(Object point labels)
## BEGIN
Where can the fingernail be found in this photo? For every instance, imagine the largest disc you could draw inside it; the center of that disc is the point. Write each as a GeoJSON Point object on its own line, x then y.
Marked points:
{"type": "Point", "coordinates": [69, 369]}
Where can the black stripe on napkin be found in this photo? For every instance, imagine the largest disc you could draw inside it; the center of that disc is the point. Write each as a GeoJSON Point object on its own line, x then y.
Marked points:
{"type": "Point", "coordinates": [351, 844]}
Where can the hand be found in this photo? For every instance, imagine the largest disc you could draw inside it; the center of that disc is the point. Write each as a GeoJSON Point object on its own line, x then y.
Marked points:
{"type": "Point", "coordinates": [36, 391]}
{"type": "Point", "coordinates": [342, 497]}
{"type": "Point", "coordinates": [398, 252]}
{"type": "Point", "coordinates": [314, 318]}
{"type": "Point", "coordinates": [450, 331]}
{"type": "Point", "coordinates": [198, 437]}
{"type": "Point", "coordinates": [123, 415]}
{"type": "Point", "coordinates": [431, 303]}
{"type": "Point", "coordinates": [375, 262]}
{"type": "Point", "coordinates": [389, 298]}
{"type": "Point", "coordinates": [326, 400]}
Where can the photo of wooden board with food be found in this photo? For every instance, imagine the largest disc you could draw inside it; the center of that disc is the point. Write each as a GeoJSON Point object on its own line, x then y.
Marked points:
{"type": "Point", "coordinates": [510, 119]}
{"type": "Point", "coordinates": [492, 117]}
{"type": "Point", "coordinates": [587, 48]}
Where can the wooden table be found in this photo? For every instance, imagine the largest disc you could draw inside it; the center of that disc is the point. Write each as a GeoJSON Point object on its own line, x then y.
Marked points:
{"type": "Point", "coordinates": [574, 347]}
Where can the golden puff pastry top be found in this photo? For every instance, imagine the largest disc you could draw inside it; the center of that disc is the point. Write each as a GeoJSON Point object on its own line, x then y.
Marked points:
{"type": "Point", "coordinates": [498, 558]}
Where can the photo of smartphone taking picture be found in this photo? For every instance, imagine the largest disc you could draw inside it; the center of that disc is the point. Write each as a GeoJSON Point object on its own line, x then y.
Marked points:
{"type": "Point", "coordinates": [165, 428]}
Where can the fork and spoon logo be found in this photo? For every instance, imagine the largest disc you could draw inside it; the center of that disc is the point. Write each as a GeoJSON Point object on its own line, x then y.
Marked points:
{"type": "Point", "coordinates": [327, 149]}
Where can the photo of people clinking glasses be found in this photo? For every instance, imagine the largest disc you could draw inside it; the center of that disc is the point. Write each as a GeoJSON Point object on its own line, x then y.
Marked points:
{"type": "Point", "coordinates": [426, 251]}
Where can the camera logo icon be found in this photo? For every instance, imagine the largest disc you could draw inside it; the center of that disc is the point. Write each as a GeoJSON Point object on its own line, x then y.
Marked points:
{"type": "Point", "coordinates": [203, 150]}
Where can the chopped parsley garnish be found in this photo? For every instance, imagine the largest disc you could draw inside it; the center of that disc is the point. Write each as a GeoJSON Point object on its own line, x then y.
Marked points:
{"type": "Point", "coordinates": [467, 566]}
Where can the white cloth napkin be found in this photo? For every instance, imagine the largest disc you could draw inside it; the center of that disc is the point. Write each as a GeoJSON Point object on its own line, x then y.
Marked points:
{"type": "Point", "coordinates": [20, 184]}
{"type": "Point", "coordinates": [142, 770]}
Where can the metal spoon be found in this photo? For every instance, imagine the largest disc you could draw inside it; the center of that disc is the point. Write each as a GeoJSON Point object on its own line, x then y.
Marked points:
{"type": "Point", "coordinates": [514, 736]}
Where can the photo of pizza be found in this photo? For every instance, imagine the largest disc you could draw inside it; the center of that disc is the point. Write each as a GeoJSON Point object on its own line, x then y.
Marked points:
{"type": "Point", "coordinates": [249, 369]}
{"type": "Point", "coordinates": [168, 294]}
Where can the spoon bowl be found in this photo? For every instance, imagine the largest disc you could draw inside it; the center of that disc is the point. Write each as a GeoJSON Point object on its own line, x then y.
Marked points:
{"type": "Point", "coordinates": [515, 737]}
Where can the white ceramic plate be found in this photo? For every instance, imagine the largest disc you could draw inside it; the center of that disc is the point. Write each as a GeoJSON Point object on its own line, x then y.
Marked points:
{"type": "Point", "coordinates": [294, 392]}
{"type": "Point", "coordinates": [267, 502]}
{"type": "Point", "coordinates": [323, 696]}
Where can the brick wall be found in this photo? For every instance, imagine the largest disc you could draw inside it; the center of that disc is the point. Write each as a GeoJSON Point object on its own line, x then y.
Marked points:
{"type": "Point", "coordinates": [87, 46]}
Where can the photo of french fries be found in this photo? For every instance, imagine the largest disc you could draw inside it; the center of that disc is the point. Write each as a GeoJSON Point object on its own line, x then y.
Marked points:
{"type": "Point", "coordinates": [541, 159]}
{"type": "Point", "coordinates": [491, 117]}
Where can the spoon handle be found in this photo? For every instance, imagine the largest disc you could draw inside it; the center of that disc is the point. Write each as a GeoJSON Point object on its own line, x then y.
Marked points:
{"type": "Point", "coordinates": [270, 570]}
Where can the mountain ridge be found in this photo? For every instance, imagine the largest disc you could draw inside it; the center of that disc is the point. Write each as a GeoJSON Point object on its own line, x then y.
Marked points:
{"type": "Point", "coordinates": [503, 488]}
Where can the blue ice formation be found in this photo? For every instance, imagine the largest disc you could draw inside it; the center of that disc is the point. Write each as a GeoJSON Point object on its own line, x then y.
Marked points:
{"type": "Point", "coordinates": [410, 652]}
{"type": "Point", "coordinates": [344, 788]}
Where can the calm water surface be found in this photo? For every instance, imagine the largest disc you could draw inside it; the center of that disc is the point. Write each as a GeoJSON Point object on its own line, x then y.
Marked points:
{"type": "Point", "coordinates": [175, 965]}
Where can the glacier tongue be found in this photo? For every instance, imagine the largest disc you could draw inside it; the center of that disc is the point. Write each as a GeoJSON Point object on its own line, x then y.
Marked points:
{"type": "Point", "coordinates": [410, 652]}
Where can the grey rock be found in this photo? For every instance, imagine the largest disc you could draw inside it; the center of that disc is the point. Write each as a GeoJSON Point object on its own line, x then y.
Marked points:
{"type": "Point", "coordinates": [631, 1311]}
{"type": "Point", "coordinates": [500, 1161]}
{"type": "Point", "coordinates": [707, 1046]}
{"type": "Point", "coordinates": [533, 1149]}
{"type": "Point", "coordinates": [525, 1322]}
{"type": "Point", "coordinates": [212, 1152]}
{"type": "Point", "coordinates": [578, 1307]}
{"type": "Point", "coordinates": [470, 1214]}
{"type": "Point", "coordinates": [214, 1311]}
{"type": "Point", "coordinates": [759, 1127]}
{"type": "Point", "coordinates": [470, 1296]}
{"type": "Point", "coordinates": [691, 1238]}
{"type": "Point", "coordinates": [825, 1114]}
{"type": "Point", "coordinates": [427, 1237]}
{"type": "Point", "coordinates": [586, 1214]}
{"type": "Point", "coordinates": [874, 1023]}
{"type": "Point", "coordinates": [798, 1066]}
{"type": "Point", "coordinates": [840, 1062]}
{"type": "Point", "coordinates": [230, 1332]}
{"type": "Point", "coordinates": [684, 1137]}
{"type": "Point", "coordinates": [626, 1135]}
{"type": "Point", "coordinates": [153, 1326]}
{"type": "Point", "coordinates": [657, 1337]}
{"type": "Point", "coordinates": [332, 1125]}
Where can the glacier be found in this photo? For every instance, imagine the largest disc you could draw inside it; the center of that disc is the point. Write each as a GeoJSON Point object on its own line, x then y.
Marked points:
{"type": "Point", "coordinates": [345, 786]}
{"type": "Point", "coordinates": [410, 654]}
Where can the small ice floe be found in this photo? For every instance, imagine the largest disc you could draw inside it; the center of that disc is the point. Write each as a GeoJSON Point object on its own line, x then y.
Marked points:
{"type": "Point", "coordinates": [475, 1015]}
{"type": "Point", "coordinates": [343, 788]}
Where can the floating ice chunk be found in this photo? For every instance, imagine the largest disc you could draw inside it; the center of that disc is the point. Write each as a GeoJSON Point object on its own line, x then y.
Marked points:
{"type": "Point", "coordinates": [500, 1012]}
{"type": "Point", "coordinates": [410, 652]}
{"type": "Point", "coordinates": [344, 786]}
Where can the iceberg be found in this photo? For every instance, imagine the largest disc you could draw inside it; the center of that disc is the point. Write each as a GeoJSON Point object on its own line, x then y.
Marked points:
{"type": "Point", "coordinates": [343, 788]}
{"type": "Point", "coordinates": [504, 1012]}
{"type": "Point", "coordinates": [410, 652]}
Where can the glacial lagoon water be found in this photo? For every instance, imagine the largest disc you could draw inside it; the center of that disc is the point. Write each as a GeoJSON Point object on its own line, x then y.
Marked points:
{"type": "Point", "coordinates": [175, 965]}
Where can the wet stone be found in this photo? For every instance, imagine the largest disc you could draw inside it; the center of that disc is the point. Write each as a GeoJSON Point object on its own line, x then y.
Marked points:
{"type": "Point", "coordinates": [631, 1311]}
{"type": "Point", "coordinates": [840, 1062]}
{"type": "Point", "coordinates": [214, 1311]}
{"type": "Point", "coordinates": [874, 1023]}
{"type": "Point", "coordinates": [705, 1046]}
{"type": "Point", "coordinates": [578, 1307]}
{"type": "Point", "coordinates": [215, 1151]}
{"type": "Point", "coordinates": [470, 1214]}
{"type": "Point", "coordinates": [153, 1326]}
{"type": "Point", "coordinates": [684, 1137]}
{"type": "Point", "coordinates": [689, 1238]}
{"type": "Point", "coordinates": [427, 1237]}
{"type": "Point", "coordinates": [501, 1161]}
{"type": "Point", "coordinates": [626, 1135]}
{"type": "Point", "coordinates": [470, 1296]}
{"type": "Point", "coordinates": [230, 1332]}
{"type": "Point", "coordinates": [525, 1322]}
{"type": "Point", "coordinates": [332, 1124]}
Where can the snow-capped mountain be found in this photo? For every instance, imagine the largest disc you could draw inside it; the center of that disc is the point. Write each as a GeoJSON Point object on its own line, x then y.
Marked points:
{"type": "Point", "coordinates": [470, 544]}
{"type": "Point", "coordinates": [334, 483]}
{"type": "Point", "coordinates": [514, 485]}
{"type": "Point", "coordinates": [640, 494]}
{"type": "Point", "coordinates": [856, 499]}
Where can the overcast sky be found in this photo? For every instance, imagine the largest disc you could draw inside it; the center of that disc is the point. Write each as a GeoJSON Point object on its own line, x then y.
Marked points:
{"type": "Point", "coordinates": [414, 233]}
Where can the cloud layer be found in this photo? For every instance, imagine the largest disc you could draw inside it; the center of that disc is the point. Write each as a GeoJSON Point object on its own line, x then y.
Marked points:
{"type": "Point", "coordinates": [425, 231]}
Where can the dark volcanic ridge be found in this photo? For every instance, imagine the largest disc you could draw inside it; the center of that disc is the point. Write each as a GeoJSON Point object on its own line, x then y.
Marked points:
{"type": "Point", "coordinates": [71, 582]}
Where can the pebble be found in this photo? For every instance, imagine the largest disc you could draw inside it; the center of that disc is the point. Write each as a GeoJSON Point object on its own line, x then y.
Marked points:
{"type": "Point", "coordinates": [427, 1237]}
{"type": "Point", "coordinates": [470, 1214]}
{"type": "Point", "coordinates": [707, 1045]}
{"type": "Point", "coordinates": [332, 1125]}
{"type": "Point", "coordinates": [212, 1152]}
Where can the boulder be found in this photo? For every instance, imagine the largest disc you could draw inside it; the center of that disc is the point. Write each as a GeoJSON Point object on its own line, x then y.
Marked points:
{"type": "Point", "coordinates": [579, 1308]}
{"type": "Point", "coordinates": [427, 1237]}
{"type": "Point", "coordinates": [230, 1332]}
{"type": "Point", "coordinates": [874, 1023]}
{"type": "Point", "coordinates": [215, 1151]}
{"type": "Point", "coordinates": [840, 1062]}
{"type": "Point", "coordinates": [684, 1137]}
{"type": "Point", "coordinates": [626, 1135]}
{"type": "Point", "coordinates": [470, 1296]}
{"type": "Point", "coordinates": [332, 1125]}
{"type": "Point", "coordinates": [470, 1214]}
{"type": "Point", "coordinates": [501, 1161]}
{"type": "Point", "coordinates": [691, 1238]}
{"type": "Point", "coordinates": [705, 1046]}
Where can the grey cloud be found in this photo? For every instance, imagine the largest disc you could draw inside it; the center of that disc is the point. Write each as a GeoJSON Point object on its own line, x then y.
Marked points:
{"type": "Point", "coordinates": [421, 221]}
## END
== Exercise ==
Begin with the line that contains "Where can the grey cloud" and quote each line after it exactly, stopping after the last line of the data.

== Task solution ==
Where can the grey cloud be found in this photo? For every instance, imagine the largest disc you could draw inside it; the center of that disc is the point. Write each as a GeoJSON Point object on its own line, x then y.
Marked points:
{"type": "Point", "coordinates": [421, 221]}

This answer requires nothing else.